Written problem A. Render this sentence from the passage on hillside farming research into Spanish: "These countries all have mountainous regions where poor smallholder farmers reside."
Written problem B. Copy out only the lines of the rows below, from the start of the rows to the line with "[[3,0],[0,49],[94,65],[415,64],[414,0]]", both ends included, and leave out the pictures.

Extract to read.
──────────────────────────────

The key challenge is how the potential of these production systems can be realised in order to support some of the poorest sections of society in often remote areas of mountains and steep slopes. An initial step for research was to develop and test tools for the assessment of environmental processes, such as soil erosion, that directly impact hillside farmers. These tools had to be able to provide assessment outputs that are relevant to and understandable by farmers. The tools needed to be able to integrate economic and financial issues with environmental and biophysical processes. They also needed to be low-cost, participatory and accessible to local professionals working with farmers.
In the context of NRSP, these issues and demands were generic. Although the tools would need to be developed in situ in developing country steep slope situations, they were to be designed to be widely applicable to similar biophysical situations and poor communities. NRSP target countries in the 1995-99 period (Bolivia as the lead country, with Nepal, Uganda, Honduras and Sri Lanka providing ancillary sites for research) were ideal for the development of the tools. These countries all have mountainous regions where poor smallholder farmers reside.
For logistical reasons and because of the existence of a DFID (Department for International Development)-funded project, FORLUMP (Forest/Land Use Mapping Project), which needed suitable assessment tools, the hill lands of Sri Lanka were chosen for initial research into suitable methods. The area was particularly well suited to the research because of a locally recognised need for interventions to reduce environmental degradation and the consequent danger of sedimentation of downstream dams.

──────────────────────────────

Material for this exercise.

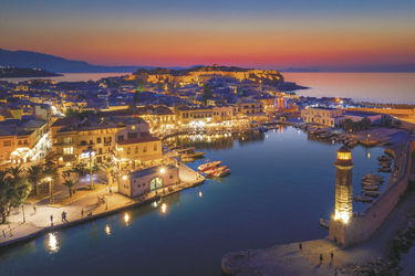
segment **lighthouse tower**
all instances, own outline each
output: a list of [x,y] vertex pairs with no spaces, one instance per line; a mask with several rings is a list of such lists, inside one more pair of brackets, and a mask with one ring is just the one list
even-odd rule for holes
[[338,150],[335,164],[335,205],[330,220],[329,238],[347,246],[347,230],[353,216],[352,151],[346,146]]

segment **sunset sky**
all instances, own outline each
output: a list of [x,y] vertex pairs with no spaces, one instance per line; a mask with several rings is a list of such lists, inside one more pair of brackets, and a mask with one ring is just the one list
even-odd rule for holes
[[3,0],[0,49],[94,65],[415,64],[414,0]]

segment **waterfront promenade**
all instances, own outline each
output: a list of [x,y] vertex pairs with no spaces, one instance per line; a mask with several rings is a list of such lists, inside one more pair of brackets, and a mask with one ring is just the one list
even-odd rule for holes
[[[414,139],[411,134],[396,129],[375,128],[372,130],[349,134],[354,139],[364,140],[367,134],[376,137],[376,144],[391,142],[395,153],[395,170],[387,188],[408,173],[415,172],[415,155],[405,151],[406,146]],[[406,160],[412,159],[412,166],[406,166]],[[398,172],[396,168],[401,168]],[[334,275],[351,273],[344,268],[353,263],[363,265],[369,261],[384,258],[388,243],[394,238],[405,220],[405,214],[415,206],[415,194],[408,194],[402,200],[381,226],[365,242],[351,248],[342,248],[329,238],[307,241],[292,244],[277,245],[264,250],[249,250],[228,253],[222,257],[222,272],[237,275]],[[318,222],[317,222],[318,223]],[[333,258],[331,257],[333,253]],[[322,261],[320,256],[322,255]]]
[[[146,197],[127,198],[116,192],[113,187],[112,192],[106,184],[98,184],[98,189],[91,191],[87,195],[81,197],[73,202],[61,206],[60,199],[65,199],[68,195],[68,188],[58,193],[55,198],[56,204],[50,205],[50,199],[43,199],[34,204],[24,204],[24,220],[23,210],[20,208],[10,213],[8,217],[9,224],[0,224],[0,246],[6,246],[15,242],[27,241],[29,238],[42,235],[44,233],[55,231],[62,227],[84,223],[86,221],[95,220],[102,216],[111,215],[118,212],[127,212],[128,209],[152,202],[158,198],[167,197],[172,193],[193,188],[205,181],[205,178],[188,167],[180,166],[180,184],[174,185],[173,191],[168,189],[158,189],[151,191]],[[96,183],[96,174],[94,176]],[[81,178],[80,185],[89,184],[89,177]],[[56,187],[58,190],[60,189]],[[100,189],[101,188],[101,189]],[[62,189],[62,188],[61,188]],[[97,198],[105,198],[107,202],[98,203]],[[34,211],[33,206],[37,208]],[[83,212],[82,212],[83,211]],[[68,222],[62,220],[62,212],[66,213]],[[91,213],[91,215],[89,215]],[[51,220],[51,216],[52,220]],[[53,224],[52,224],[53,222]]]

──────────────────────────────

Exercise solution A. Todos estos países tienen regiones montañosas donde residen pequeños agricultores pobres.

Exercise solution B.
segment **lighthouse tower**
all instances, own outline each
output: a list of [x,y] vertex pairs with no spaces, one instance per line; a mask with several rings is a list of such lists, inside one more pair of brackets, and a mask with one ring is just the one list
even-odd rule for holes
[[338,150],[335,164],[335,205],[330,220],[329,238],[347,246],[347,230],[353,216],[352,151],[346,146]]

segment **sunset sky**
all instances, own outline each
output: a list of [x,y] vertex pairs with no spaces, one instance per line; a mask with several rings is a list of such lists, inside one more pair of brackets, and a mask with one ring is just the one list
even-odd rule for holes
[[3,0],[0,49],[94,65],[415,64],[414,0]]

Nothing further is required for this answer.